Extracted data records:
..........

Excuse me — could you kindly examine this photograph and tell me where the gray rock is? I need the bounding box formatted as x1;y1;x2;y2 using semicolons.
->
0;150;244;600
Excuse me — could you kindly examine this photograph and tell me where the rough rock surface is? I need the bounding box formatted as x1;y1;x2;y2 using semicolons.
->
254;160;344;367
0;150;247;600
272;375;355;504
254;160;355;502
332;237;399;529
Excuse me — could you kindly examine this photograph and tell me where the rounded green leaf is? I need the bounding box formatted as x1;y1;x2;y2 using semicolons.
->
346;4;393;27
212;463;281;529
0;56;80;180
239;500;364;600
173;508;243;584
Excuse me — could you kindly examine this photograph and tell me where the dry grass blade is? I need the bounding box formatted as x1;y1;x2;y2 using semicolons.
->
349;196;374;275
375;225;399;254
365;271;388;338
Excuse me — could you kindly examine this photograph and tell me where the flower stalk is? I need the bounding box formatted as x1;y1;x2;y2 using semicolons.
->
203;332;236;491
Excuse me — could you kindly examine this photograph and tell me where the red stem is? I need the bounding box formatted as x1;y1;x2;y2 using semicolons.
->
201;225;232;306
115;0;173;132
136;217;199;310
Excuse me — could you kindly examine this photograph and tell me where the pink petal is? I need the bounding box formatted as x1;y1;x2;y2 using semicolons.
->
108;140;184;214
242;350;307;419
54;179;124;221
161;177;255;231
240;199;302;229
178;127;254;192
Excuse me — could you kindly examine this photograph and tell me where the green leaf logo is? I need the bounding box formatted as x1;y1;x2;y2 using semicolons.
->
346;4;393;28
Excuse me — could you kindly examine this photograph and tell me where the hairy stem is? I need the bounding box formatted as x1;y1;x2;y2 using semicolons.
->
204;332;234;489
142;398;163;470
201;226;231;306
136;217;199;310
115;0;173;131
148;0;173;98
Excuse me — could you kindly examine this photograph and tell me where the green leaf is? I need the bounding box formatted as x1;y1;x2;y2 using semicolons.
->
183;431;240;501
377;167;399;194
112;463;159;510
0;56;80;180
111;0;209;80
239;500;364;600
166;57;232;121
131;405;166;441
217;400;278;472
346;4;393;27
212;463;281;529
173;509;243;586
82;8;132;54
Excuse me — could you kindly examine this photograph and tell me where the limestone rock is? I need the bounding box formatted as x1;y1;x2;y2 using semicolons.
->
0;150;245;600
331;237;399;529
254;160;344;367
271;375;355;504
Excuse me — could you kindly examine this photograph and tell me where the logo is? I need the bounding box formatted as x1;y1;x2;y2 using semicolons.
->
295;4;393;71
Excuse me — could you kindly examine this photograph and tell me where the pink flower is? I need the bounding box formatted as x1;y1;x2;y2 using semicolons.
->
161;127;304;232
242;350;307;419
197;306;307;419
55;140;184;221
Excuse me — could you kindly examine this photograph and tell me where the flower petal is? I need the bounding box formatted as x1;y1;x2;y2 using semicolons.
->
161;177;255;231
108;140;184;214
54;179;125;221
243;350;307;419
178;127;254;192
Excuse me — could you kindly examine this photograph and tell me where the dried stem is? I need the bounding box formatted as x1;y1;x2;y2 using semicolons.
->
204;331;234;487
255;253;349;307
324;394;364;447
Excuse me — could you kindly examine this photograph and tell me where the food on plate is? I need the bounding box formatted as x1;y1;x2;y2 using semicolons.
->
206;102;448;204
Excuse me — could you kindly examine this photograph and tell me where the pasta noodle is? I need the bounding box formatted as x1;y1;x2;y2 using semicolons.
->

..........

:: TO DO ::
Retype every one of the records above, character for character, with nothing changed.

:: WORKED SOLUTION ::
Excuse me — could you kindly examine this photograph and tell me where the gray rock is? I need the bounding box formatted as x1;y1;x2;y2 using semicolons.
->
0;150;244;600
Excuse me — could you kindly examine this photograph and tell me where the rough rock surface is? I need the bounding box formatted as x1;y1;x2;y2 using semicolons.
->
254;160;344;367
0;150;247;600
272;375;355;504
254;160;355;502
332;237;399;529
Excuse me — could you kindly examine this photograph and tell me where the rounded green leaf is? I need the bounding box formatted as x1;y1;x2;y2 using semicolons.
->
346;4;393;27
212;463;281;529
0;56;80;180
239;500;364;600
173;508;243;584
Excuse me — could you kindly examine this photograph and tell me where the dry grass blade is? I need the bounding box formatted as x1;y1;x2;y2 using semicolons.
->
349;196;374;275
375;225;399;254
365;271;388;338
Excuse me — could you kindly examine this photograph and tell me where the flower stalk is? I need the bounding box formatted as x1;y1;x2;y2 using semicolons.
->
203;332;236;491
Excuse me — could you kindly examine this photograph and tell me where the red stem is? I need the bounding box formatted as x1;y1;x2;y2 using semicolons.
->
201;225;232;306
115;0;173;132
136;217;199;310
Excuse me — could you kindly examine this photograph and tell me where the pink petal is? I need the bounding box formatted as x1;y1;x2;y2 using semicolons.
->
108;140;184;214
242;350;307;419
54;179;124;221
161;177;255;231
240;199;302;229
178;127;254;192
Excuse me — could you kindly examine this photograph and tell me where the green leaf logo is? I need the bounding box formatted as x1;y1;x2;y2 using semicolons.
->
346;4;393;28
Excuse me — could you kindly examine this photograph and tell me where the hairy stem is? I need the bounding box formatted as x1;y1;x2;y2 using semicolons.
->
204;332;234;489
142;398;163;470
201;226;231;306
136;217;199;310
115;0;173;131
148;0;173;98
Excuse me — could you kindly examine this photograph and tell me where the green leaf is? I need the bounding box formatted as x1;y1;x2;y2 using semicolons.
->
183;431;240;501
377;167;399;194
112;463;159;510
0;56;80;180
111;0;209;80
239;500;364;600
166;57;232;121
131;405;166;441
217;400;278;472
346;4;393;27
212;463;281;529
173;509;243;586
82;8;132;54
Excuse me — could you kindly examine this photograph and tell me where the limestone rock is? I need the bounding box formatted as x1;y1;x2;y2 using semicolons.
->
0;150;245;600
331;237;399;529
254;160;344;367
271;375;355;504
Excuse me — could you kindly examine this photograph and tell me where the logo is? I need the bounding box formatted as x1;y1;x2;y2 using semicolons.
->
295;4;393;71
Excuse me — could you kindly examine this photograph and tell me where the pink flower is? I need the bounding box formatted as x1;y1;x2;y2 using semicolons.
->
161;127;304;232
242;350;307;419
197;306;307;419
55;140;184;221
Excuse me — could you kindly examine this photograph and tell me where the flower petal is? I need the bounding box formatted as x1;y1;x2;y2 using semicolons.
->
161;177;255;231
108;140;184;214
54;179;125;221
243;350;307;419
178;127;254;192
Excuse me — could you kindly examine this photograph and tell me where the dried stem is? I need the bounding box formatted as x1;y1;x2;y2 using semicolons.
->
204;331;234;487
255;253;349;307
324;394;364;447
Excuse me — could you kindly examine this photograph and tell me where the food on plate is? I need the bounding box formatted as x1;y1;x2;y2 using semicolons.
->
206;102;448;204
Excuse me — could you kindly examine this photograph and tell me where the pasta noodle is? I need the bounding box formatted as x1;y1;x2;y2 using semicolons.
->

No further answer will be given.